GIVEN DATA:

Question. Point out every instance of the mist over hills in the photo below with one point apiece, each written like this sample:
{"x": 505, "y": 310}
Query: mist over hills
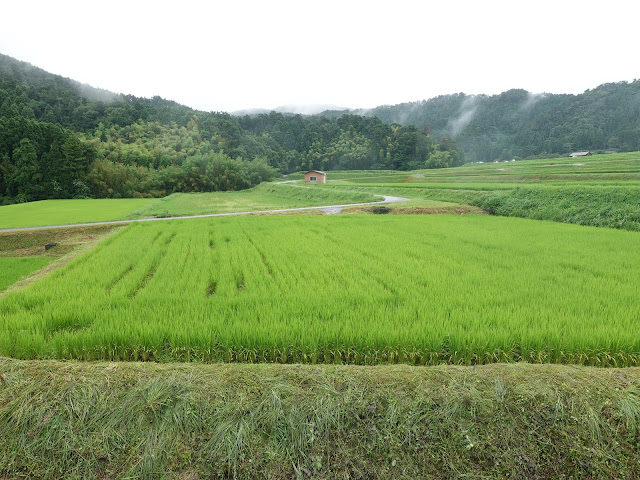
{"x": 520, "y": 124}
{"x": 62, "y": 139}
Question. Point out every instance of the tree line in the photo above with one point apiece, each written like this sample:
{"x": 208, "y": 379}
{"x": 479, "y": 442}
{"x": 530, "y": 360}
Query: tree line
{"x": 519, "y": 124}
{"x": 61, "y": 139}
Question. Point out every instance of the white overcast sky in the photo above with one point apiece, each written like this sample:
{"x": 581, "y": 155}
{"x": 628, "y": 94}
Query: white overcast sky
{"x": 239, "y": 54}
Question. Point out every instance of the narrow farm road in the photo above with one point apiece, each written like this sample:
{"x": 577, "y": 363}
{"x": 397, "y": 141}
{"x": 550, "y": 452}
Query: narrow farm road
{"x": 325, "y": 208}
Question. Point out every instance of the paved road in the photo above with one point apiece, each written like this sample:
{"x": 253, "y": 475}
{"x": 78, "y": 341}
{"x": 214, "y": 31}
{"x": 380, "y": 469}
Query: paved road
{"x": 325, "y": 208}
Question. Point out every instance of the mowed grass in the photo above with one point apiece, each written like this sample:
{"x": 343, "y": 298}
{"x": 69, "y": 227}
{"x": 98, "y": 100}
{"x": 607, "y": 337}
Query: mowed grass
{"x": 266, "y": 196}
{"x": 61, "y": 212}
{"x": 14, "y": 269}
{"x": 358, "y": 289}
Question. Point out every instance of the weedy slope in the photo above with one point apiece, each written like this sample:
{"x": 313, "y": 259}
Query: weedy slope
{"x": 355, "y": 289}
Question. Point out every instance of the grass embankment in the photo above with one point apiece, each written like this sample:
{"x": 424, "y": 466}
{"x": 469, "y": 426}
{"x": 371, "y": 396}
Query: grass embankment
{"x": 127, "y": 420}
{"x": 358, "y": 289}
{"x": 24, "y": 253}
{"x": 266, "y": 196}
{"x": 62, "y": 212}
{"x": 598, "y": 206}
{"x": 14, "y": 269}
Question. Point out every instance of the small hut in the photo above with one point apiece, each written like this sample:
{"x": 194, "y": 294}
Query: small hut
{"x": 315, "y": 176}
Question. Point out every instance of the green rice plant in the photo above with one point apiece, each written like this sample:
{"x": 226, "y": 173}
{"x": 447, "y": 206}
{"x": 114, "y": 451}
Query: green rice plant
{"x": 357, "y": 289}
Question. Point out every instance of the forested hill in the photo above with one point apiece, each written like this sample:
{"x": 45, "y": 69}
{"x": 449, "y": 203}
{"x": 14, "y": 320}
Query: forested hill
{"x": 520, "y": 124}
{"x": 62, "y": 139}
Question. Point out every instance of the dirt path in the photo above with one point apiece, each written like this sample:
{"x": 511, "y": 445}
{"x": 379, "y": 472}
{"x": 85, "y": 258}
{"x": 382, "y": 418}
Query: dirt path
{"x": 325, "y": 208}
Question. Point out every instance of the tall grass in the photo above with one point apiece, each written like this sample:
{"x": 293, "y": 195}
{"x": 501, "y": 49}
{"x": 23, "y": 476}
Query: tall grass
{"x": 357, "y": 289}
{"x": 59, "y": 212}
{"x": 13, "y": 269}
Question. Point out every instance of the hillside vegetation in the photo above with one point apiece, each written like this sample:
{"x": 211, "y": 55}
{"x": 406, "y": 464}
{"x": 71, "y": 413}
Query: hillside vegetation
{"x": 522, "y": 124}
{"x": 61, "y": 139}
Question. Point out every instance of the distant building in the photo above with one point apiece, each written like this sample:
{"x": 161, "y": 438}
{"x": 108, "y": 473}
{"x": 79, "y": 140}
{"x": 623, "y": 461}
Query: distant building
{"x": 315, "y": 176}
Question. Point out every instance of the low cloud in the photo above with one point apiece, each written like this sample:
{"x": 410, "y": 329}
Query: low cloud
{"x": 466, "y": 113}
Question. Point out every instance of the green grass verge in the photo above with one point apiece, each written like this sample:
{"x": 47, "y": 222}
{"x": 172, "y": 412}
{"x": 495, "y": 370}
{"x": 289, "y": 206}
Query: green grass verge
{"x": 14, "y": 269}
{"x": 263, "y": 197}
{"x": 124, "y": 420}
{"x": 61, "y": 212}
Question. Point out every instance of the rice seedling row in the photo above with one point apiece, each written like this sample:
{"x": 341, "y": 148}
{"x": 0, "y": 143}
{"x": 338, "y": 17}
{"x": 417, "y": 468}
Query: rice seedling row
{"x": 339, "y": 289}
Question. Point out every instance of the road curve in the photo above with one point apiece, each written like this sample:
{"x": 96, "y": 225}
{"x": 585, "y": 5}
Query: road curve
{"x": 328, "y": 208}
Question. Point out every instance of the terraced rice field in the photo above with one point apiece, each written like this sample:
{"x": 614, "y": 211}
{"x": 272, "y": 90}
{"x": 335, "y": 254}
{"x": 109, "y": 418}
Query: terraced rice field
{"x": 14, "y": 269}
{"x": 357, "y": 289}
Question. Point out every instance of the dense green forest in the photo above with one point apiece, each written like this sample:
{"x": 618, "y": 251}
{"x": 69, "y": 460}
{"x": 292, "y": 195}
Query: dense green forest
{"x": 519, "y": 124}
{"x": 63, "y": 139}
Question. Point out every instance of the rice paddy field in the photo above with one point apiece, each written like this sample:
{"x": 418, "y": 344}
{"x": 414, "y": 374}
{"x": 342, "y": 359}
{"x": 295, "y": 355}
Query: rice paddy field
{"x": 361, "y": 289}
{"x": 263, "y": 197}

TASK DESCRIPTION: Pull out every line of the data above and copy it word for word, with nothing changed, but leave the pictures out.

TASK SOLUTION:
Question. Point out every instance of the mist over hills in the photo below with one point apiece, each written like this sample:
{"x": 505, "y": 310}
Query: mist over hills
{"x": 520, "y": 124}
{"x": 62, "y": 139}
Question. Point out every instance of the tree line in the photo above with one point apiece, each written like this sample:
{"x": 208, "y": 379}
{"x": 479, "y": 442}
{"x": 530, "y": 360}
Query: tree line
{"x": 519, "y": 124}
{"x": 61, "y": 139}
Question. Point out every instance of the white overcast sky in the photo above with one point apiece, each written like this sample:
{"x": 581, "y": 155}
{"x": 628, "y": 94}
Query: white overcast sky
{"x": 239, "y": 54}
Question. Point out every instance of the narrow farm road in the photo above with one point apiece, each written like this sample:
{"x": 577, "y": 363}
{"x": 397, "y": 141}
{"x": 550, "y": 452}
Query: narrow farm road
{"x": 325, "y": 208}
Question. Point out every instance of the paved road in the photo above with one point apiece, each written like this sample:
{"x": 253, "y": 475}
{"x": 78, "y": 341}
{"x": 214, "y": 31}
{"x": 380, "y": 469}
Query: paved road
{"x": 325, "y": 208}
Question. Point out every instance of the mowed grass in the photo above with one point apiece, each written like this sample:
{"x": 343, "y": 298}
{"x": 69, "y": 227}
{"x": 98, "y": 100}
{"x": 607, "y": 337}
Query: mowed grass
{"x": 266, "y": 196}
{"x": 61, "y": 212}
{"x": 14, "y": 269}
{"x": 358, "y": 289}
Question. Point out every instance of the weedy slope in the photo above with one point apiece, each written like this sample:
{"x": 313, "y": 259}
Query: weedy slope
{"x": 355, "y": 289}
Question. Point out every instance of the grass embankment in the photo above with one point apiece, each written like this sample:
{"x": 424, "y": 466}
{"x": 469, "y": 426}
{"x": 371, "y": 396}
Query: grass embankment
{"x": 127, "y": 420}
{"x": 358, "y": 289}
{"x": 24, "y": 253}
{"x": 266, "y": 196}
{"x": 62, "y": 212}
{"x": 598, "y": 206}
{"x": 14, "y": 269}
Question. Point out every instance of the small hut in the photo above with one point apiece, each written like this sample:
{"x": 194, "y": 294}
Query: small hut
{"x": 315, "y": 176}
Question. Point out every instance of the green rice plant in the photo above with one point apiece, each written like this sample:
{"x": 226, "y": 173}
{"x": 447, "y": 206}
{"x": 114, "y": 451}
Query: green rice plant
{"x": 357, "y": 289}
Question. Point out every instance of the forested hill in the photo above with one point apiece, each written like this sample:
{"x": 45, "y": 69}
{"x": 449, "y": 203}
{"x": 14, "y": 320}
Query: forested hill
{"x": 520, "y": 124}
{"x": 62, "y": 139}
Question. Point out every instance of the dirt path in the photo above with one point apiece, each written like this sample:
{"x": 511, "y": 445}
{"x": 379, "y": 472}
{"x": 85, "y": 258}
{"x": 382, "y": 418}
Query: dirt path
{"x": 325, "y": 208}
Question. Point out every instance of the tall grass in the photo above with one point apiece, each written like this sample:
{"x": 293, "y": 195}
{"x": 501, "y": 49}
{"x": 23, "y": 476}
Query: tall grass
{"x": 357, "y": 289}
{"x": 59, "y": 212}
{"x": 13, "y": 269}
Question. Point out every instance of the hillside vegetation in the photo above with one point apiece, each written like this sample:
{"x": 211, "y": 55}
{"x": 406, "y": 464}
{"x": 71, "y": 413}
Query: hillside vegetation
{"x": 522, "y": 124}
{"x": 61, "y": 139}
Question. Point out every instance of the distant building in the photo above with one point apiece, each written like this sample:
{"x": 161, "y": 438}
{"x": 108, "y": 473}
{"x": 79, "y": 140}
{"x": 623, "y": 461}
Query: distant building
{"x": 315, "y": 176}
Question. Point out every instance of the low cloud in the photo above with one point apiece, each written like this sample:
{"x": 410, "y": 329}
Query: low cloud
{"x": 466, "y": 113}
Question. Point out every instance of the green grass verge in the photo above with one point apiece, each written like this sample:
{"x": 47, "y": 222}
{"x": 172, "y": 412}
{"x": 495, "y": 370}
{"x": 289, "y": 206}
Query: green grass verge
{"x": 14, "y": 269}
{"x": 263, "y": 197}
{"x": 124, "y": 420}
{"x": 61, "y": 212}
Question. Point out every instance of the rice seedling row in the photo above with one point apiece, each written like this sample:
{"x": 341, "y": 148}
{"x": 0, "y": 143}
{"x": 338, "y": 17}
{"x": 417, "y": 468}
Query: rice seedling row
{"x": 339, "y": 289}
Question. Point out every instance of the road curve in the photo above with one point apiece, each written like this sample:
{"x": 96, "y": 225}
{"x": 585, "y": 5}
Query: road curve
{"x": 328, "y": 208}
Question. Point out every instance of the terraced rice field in the photo above with one point apiece, each written like this sample:
{"x": 614, "y": 211}
{"x": 272, "y": 90}
{"x": 335, "y": 254}
{"x": 109, "y": 418}
Query: terraced rice field
{"x": 14, "y": 269}
{"x": 357, "y": 289}
Question. Point out every instance of the dense green forest in the photo above with one point apiece, each written like this sample:
{"x": 618, "y": 251}
{"x": 69, "y": 460}
{"x": 292, "y": 195}
Query: dense green forest
{"x": 519, "y": 124}
{"x": 63, "y": 139}
Question. Point out every instance of the rice paddy field in the photo above with one point apiece, each written like this sample:
{"x": 418, "y": 344}
{"x": 414, "y": 374}
{"x": 342, "y": 359}
{"x": 295, "y": 355}
Query: rice paddy field
{"x": 361, "y": 289}
{"x": 263, "y": 197}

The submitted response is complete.